*Exercise prompt*. Take the lines below beginning at the line that has "Query: diced carrot" and stopping after the line that has "the blue flower", and print them exactly as they are, with no other lines.

-- Data to use follows --

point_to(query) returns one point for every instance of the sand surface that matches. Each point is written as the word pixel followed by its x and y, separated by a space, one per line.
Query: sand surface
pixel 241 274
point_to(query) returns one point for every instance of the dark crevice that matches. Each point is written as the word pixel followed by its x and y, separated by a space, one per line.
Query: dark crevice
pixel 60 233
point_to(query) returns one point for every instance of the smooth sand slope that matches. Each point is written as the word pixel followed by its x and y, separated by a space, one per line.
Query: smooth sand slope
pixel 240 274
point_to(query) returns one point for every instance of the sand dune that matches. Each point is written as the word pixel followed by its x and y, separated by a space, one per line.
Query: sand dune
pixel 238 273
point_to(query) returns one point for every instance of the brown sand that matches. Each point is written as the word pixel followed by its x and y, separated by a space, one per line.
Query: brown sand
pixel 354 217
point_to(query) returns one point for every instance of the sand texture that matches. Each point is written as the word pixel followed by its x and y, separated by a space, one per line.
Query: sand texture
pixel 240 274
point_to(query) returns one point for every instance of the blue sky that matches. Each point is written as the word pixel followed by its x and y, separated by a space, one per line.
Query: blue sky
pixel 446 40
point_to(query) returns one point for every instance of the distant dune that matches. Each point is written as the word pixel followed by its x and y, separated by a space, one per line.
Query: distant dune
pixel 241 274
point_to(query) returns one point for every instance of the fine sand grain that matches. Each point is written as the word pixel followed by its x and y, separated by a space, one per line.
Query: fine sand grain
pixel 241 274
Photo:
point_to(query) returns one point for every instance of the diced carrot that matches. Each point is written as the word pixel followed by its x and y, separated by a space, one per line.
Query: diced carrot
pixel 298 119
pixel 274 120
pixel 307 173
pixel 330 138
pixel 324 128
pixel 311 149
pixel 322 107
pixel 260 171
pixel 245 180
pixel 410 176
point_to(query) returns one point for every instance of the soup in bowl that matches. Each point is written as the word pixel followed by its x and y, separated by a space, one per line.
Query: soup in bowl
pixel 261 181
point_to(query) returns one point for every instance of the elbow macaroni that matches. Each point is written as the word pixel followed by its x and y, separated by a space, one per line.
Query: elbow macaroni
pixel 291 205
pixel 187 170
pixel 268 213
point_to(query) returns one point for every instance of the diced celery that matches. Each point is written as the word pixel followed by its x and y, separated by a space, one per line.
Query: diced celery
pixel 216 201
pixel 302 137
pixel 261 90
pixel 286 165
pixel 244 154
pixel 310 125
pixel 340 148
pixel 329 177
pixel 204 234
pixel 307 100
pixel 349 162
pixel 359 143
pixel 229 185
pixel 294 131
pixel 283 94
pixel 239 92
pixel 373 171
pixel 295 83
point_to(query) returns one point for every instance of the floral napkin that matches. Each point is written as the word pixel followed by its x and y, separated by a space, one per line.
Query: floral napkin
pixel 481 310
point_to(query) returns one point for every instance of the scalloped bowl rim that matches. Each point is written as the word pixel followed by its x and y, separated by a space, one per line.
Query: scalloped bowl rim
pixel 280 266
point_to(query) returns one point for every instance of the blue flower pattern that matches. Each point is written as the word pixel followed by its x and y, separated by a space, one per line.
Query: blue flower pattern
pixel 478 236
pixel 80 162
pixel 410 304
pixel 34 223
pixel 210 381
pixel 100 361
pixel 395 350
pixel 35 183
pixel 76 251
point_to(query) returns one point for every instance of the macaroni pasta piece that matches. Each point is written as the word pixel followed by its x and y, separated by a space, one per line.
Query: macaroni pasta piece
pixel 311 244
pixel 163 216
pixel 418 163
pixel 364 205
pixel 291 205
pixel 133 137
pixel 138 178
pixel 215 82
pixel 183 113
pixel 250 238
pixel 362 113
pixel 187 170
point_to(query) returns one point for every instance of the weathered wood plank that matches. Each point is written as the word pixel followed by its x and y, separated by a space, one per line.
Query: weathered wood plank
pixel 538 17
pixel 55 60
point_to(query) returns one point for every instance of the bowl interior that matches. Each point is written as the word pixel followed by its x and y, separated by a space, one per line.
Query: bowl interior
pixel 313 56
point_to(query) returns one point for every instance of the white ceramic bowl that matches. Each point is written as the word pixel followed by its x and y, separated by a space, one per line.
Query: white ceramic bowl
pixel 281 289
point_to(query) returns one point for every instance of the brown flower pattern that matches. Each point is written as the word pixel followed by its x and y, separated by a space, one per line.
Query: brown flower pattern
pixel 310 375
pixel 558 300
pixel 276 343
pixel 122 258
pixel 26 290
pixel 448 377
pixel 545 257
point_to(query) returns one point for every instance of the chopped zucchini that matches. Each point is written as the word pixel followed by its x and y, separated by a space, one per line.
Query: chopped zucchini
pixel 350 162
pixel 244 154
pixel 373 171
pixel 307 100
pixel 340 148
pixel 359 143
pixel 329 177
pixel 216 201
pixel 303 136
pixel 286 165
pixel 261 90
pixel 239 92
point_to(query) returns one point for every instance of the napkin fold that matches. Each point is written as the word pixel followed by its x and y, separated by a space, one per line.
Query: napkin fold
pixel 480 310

-- Data to use concluded --

*Response to the exercise*.
Query: diced carrot
pixel 298 119
pixel 274 120
pixel 307 173
pixel 330 138
pixel 324 128
pixel 311 149
pixel 322 107
pixel 260 171
pixel 245 180
pixel 410 176
point_to(query) returns one point for every instance of the soup in bowl that matches. Each point is written as the word pixel followed by its x and y, separated by a space, one per line.
Query: soup in bowl
pixel 261 181
point_to(query) returns one point for every instance of the elbow macaroni that matches. Each point is written as the word pixel followed by its x and y, separated by a space, one per line.
Query: elbow macaroni
pixel 291 205
pixel 187 170
pixel 268 213
point_to(query) returns one point for every instance of the diced celery that matches. Each point is written as the word pixel followed by its x and y, separated by a space, one per line.
Query: diced celery
pixel 216 201
pixel 302 137
pixel 261 90
pixel 286 165
pixel 244 154
pixel 310 125
pixel 340 148
pixel 329 177
pixel 204 234
pixel 307 100
pixel 349 162
pixel 359 143
pixel 229 185
pixel 294 131
pixel 283 94
pixel 239 92
pixel 373 171
pixel 295 83
point_to(query) returns one point for every instance of the floral napkin that matches. Each point is written as the word pixel followed by its x and y, separated by a space, one per line.
Query: floral napkin
pixel 481 310
point_to(query) returns one point for every instance of the scalloped bowl rim that matches. Each point is written as the word pixel followed by its x and y, separated by a space, one per line.
Query: scalloped bowl rim
pixel 280 266
point_to(query) returns one point for every instance of the blue flower pattern that matches. Each point is written as the word pixel followed by its x and y, separated by a space, one per line.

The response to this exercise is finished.